### APPLY WHAT YOU READ
- 1) Please transcribe the colorectal cancer passage between "However, there are" and "and profound weakness.", inclusive.
- 2) In the colorectal cancer passage, how early can hospice care begin?

### SELECTED EXCERPT
-- Opening Marker --

The treatment for late-stage colorectal cancer may include systemic chemotherapy, new immunotherapies, or targeted radiotherapy. All these options aim to reduce the number of cancer cells, thereby improving your symptoms. Immunotherapies harness your immune system to destroy cancer cells. Many patients are given two or three of these drugs.
Surgery is not typically an option at this point, although surgery to remove tumors from the liver has been demonstrated to help.
You will be given medication to control pain when it becomes necessary. As your cancer progresses, you may be given strong opioids. Anti-nausea drugs are often given, either to treat nausea caused by the cancer or the side effects of chemotherapy. If the lungs are involved, you might be put on oxygen.
Your doctor will also recommend treatments for your mental health, which might include meditation and therapy. Many patients and their families benefit from joining appropriate support groups. This is part of palliative care, which is not the same thing as hospice and does not always mean that there is no cure. Palliative care is about improving your quality of life, which might include helping you with diet and nutrition, the aforementioned mental health support, pain management, etc.
There is some overlap between "stage IV" and "end-stage." Typically, stage IV is when the cancer has spread through the body, away from its original site. End-stage is when the cancer is no longer considered curable.
Thus, end-stage cancer is stage IV cancer, but some people are fortunate enough to survive stage IV with modern treatments. As treatments continue to improve, more and more people will see multi-year survival after stage IV colon cancer.
Unfortunately, end-stage colon cancer is by definition terminal. Your doctor will discuss end-of-life care with you and your family early. You may already have had some of these conversations.
Hospice care is generally the standard for end-of-life management with cancer, although at-home hospice care has become a more common option. Hospice care can start as early as six months before the projected end-of-life. Some people who go into hospice care rally and survive longer, so hospice is not necessarily an indicator that the end is imminent.
However, there are certain signs that death is approaching. Progressive symptoms can include increasing lethargy, decreasing appetite, changes in mental state, and profound weakness.
It should be noted that, not surprisingly, symptoms of decline can mimic that of depression – a medical professional will regularly assess you and assist you along this journey. End-of-life care aims to improve symptoms, prevent suffering, and keep patients comfortable.
Supporting somebody with end-stage cancer can be tough, especially as the end of life approaches. Don't be afraid to seek professional help. Family members may also benefit from support groups and therapy. There is no shame in talking to a grief therapist before your loved one has passed on in certain circumstances.
Accept that strange behavior is normal for cancer patients during the last days. Extreme withdrawal from those around them is a common end-of-life symptom that can upset those caring for them.
Talk to your loved one's doctor and any nurses caring for them, especially hospice staff. Ask what you can do to help them, which might include helping them change position or making their bed or chair more comfortable. Often, simply being present is the best a family member can do for them.
Dealing with end-stage colon cancer is not easy for either the patient or their family. Understanding what is likely to happen and getting the support you need is vital. So is properly communicating with your oncologist and other medical professionals, who can help with what to expect in your specific case.

-- Closing Marker --

[Point localization data]
-- Opening Marker --

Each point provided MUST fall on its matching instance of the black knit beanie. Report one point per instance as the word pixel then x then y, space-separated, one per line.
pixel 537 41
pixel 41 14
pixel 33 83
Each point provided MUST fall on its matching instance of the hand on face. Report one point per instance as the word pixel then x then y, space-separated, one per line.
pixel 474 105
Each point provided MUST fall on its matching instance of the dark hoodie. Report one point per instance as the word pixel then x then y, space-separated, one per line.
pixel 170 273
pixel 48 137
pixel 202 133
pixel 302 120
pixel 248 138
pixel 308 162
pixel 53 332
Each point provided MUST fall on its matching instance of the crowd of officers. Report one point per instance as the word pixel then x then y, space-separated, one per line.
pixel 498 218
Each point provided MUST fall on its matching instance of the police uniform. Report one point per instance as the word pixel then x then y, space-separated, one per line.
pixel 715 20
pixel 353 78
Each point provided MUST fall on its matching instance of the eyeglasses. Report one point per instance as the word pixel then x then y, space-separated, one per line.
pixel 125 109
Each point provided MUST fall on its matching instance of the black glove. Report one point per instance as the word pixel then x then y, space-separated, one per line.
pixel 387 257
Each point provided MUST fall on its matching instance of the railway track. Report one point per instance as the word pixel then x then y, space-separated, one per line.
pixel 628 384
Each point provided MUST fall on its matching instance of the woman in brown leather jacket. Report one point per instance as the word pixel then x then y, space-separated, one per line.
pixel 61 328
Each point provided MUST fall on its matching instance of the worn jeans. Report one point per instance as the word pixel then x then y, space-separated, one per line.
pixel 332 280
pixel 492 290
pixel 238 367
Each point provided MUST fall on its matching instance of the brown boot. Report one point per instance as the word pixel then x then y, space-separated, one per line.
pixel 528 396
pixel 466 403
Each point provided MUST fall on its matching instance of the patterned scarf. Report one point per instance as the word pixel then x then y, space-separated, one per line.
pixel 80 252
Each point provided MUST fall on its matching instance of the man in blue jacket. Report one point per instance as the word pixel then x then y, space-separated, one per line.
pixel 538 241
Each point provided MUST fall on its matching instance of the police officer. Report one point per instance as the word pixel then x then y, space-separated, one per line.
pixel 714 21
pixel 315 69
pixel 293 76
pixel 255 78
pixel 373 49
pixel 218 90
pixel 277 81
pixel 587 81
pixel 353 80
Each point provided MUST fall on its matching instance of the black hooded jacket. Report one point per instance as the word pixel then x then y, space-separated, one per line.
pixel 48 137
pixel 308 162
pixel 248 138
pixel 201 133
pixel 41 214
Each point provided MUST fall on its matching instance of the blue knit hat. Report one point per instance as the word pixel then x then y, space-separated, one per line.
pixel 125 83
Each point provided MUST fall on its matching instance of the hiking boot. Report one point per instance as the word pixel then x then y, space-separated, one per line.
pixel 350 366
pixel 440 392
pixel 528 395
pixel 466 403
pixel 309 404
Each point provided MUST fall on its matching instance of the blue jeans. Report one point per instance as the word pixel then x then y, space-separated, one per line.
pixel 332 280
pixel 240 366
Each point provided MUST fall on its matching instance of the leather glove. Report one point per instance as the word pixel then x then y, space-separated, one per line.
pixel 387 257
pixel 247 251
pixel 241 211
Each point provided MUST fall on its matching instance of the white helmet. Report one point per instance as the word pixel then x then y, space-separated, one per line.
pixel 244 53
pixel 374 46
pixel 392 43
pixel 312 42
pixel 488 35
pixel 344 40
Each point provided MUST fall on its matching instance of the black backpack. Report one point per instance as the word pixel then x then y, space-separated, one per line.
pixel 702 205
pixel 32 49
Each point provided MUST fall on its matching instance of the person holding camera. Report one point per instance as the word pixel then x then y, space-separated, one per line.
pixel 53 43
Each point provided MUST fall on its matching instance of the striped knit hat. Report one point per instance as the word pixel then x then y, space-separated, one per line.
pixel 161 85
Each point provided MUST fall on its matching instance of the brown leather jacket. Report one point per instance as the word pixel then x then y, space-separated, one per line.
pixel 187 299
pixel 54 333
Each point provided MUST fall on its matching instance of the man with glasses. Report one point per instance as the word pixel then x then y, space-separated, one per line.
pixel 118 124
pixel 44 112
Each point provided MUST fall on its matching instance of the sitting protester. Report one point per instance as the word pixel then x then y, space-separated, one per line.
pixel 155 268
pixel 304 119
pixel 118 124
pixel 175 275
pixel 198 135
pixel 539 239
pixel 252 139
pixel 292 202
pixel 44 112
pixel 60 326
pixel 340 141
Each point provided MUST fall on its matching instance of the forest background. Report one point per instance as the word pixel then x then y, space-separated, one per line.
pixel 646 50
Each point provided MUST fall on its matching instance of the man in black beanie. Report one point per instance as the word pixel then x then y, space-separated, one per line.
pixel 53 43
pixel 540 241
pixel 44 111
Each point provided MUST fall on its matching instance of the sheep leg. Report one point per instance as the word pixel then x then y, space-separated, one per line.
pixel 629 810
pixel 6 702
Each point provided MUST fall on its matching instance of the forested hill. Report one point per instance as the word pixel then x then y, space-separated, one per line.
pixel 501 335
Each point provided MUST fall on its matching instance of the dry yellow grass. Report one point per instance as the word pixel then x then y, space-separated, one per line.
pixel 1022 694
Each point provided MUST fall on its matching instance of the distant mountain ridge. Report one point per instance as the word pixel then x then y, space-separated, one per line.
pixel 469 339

-- Closing Marker --

### EXERCISE SOLUTIONS
- 1)
However, there are certain signs that death is approaching. Progressive symptoms can include increasing lethargy, decreasing appetite, changes in mental state, and profound weakness.

- 2) As early as six months before the projected end-of-life.